Feline Behavior Stimulation Strategies

Cats’ natural behavioral needs, such as climbing, scratching, sniffing, and chasing, and the constraints imposed on these behaviors in indoor environments, have become a central issue in improving the quality of human–pet interaction. Existing indoor feline behavior stimulation designs generally follow three main approaches: (1) behavior stimulation approaches, which enhance cats’ exploratory behavior and activity levels through hunting simulations, dynamic visual stimuli, and olfactory stimulation (Strickler and Shull 2014; Shreve et al. 2017); (2) behavior management approaches, which address potentially destructive behaviors, such as scratching of furniture, which can be addressed through scratching boards and behavior redirection strategies (Rossi et al. 2023); and (3) spatial coordination approaches, which rely on intelligent devices to guide behavior and alleviate anxiety, but are predominantly cat-centered and lack systematic consideration of operational convenience and interactive participation for human users, particularly older adults (Han and Witzman 2023). In response to these limitations, the design framework proposed in this study treats climbing, scratching, sniffing, and interactive feedback as core inputs on the feline side, while defining operational convenience, safety support, and emotional interaction as key requirements on the older adult user side, thereby constructing a dual-objective design pathway for human–pet co-living that addresses the structural gaps in both theoretical logic and practical implementation within existing cross-species shared furniture research.

■ DATASET ENTRIES ■

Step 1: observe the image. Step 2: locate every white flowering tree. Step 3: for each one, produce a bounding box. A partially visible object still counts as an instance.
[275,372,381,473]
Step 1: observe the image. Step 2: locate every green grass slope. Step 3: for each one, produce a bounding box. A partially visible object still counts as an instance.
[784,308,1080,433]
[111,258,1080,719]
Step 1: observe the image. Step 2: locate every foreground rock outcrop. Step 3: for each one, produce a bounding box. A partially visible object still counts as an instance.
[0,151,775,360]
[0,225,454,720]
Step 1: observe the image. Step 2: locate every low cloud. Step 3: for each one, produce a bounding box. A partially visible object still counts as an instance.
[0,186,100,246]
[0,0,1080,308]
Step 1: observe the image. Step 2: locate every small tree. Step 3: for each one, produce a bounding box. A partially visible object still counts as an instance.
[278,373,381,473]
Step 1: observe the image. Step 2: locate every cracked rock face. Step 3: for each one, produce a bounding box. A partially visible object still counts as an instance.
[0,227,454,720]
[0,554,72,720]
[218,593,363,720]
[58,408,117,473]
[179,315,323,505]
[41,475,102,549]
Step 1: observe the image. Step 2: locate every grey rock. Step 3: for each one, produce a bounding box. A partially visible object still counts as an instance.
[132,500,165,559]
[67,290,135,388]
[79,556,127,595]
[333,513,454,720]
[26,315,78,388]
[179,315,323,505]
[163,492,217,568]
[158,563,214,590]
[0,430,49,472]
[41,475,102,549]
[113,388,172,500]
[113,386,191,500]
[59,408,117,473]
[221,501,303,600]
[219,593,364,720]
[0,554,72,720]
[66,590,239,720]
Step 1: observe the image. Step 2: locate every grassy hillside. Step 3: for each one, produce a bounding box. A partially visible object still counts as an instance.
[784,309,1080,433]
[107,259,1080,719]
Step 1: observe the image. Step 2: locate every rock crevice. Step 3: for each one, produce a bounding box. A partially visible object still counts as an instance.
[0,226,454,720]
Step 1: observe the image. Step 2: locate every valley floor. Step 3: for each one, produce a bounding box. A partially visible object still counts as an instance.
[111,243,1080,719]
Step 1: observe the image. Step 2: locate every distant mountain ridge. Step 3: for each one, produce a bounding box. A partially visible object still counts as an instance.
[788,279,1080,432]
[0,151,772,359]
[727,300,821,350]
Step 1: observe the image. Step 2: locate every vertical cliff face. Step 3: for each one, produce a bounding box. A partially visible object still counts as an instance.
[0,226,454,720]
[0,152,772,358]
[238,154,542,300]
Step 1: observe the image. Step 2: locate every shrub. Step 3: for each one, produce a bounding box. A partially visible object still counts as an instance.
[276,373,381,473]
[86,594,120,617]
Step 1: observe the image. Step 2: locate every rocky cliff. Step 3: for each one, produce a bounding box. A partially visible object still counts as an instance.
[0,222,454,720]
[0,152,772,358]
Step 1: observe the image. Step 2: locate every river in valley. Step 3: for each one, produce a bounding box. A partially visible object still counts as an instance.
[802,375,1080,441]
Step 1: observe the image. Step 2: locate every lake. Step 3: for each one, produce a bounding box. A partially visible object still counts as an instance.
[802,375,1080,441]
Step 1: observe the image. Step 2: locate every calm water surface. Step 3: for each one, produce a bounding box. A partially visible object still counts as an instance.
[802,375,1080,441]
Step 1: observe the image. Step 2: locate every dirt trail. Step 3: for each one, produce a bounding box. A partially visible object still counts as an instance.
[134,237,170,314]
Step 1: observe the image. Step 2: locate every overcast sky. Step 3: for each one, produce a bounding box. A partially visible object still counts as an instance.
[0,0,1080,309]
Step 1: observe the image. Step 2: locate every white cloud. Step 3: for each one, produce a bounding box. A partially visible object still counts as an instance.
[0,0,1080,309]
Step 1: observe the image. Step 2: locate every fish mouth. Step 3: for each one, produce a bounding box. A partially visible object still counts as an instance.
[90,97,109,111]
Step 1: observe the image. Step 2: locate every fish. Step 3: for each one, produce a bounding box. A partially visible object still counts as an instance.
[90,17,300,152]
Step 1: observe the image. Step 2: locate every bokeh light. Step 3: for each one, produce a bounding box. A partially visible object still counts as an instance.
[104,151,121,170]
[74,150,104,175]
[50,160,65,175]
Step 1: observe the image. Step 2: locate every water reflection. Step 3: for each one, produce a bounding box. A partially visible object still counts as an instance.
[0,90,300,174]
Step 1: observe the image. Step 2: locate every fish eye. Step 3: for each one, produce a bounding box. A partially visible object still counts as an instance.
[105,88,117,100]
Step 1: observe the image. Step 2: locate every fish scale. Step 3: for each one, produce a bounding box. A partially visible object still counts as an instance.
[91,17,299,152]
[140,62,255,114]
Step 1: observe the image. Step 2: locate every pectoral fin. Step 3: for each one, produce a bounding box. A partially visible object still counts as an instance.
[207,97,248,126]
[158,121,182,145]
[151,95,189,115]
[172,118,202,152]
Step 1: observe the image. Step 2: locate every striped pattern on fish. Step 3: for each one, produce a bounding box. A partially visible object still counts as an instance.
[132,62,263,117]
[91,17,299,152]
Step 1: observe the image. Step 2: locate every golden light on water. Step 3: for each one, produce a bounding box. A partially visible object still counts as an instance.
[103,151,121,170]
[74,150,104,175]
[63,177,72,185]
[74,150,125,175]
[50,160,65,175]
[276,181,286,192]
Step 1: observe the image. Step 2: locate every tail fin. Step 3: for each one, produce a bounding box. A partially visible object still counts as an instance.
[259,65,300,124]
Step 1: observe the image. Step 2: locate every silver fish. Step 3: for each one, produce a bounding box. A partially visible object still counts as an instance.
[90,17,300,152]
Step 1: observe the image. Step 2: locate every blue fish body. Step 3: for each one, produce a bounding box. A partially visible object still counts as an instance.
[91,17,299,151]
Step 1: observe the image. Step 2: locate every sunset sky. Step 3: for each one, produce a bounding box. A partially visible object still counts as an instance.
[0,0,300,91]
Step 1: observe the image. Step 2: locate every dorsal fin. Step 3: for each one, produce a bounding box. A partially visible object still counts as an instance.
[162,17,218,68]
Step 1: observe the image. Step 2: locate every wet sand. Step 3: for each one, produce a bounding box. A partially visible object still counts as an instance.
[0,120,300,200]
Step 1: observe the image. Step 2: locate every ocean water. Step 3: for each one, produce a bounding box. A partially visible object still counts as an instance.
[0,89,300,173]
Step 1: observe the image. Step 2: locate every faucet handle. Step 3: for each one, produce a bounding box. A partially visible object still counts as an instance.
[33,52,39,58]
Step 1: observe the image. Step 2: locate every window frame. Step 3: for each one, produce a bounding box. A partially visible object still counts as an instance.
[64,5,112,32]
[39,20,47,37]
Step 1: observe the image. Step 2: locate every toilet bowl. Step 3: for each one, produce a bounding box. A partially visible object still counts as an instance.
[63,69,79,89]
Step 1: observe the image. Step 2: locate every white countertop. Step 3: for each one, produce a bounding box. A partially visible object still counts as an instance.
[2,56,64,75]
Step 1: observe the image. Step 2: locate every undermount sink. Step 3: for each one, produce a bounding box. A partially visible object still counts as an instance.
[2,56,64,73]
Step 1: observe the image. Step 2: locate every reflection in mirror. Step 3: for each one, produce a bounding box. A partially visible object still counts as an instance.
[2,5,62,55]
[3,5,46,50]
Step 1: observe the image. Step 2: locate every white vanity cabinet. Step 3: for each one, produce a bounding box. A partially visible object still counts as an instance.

■ TASK SET ■
1. Shift every bounding box coordinate in the records up by 113. Cover the records from their first line up to and including the line with "[0,0,1080,308]", and write out all of those lines again, requests included.
2. Write what comes next in the text on feline behavior stimulation strategies, starting after its last sentence.
The records have no connection to the text about feline behavior stimulation.

■ EXPECTED RESPONSES ■
1.
Step 1: observe the image. Step 2: locate every white flowering tree. Step 3: for each one, produce a bounding box. A partially visible object still counts as an instance.
[388,485,494,586]
Step 1: observe the image. Step 2: locate every green grass slope. Step 3: for each one, produce a bounding box. A partially visible object still counts as an instance.
[897,421,1193,546]
[224,371,1193,832]
Step 1: observe the image. Step 2: locate every foreground rock outcrop. Step 3: for each one, produce a bounding box. A partially visible object still counts as an instance.
[113,264,888,473]
[113,338,567,833]
Step 1: observe the image. Step 2: locate every low cloud. Step 3: for each one, produce a bounding box. A partially visible object still counts as an instance.
[113,299,213,359]
[113,113,1193,421]

2.
Research Gaps in Human–Pet Co-living Furniture

With the shrinking of household structures and the increasing number of older adults living alone, the role of pets in providing emotional support and social connection for the elderly has become increasingly prominent. Previous studies indicate that animal companionship can effectively alleviate loneliness, depression, and social isolation, and that human–pet relationships are gradually shifting from emotional comfort–oriented interactions toward a deep co-living model characterized by high overlap in daily routines and spatial use (Applebaum et al. 2021; Kretzler et al. 2022). However, compared with the growing dependence of older adults on pets, systematic research on multi-species furniture remains significantly underdeveloped. These gaps can be understood at three levels: theoretical, methodological, and application. At the theoretical level, existing designs tend to focus either on animal behavioral welfare or on ergonomic safety for older adults, with the two remaining largely separated in both theory and methodology (Obradović et al. 2020). Although recent multi-species co-living studies emphasize design concepts centered on shared spaces between humans and non-human agents, most remain at the architectural or environmental scale and offer limited guidance for structural and functional integration at the furniture level (Saeidi 2023). At the methodological level, there is still a lack of pathways for systematically translating dual-user requirements into structured design decisions and engineering-oriented parameters. At the application level, within the field of furniture design, there is still a lack of co-design approaches capable of simultaneously supporting cats’ natural behavior stimulation and older human adults’ needs for safety, convenience, and emotional companionship.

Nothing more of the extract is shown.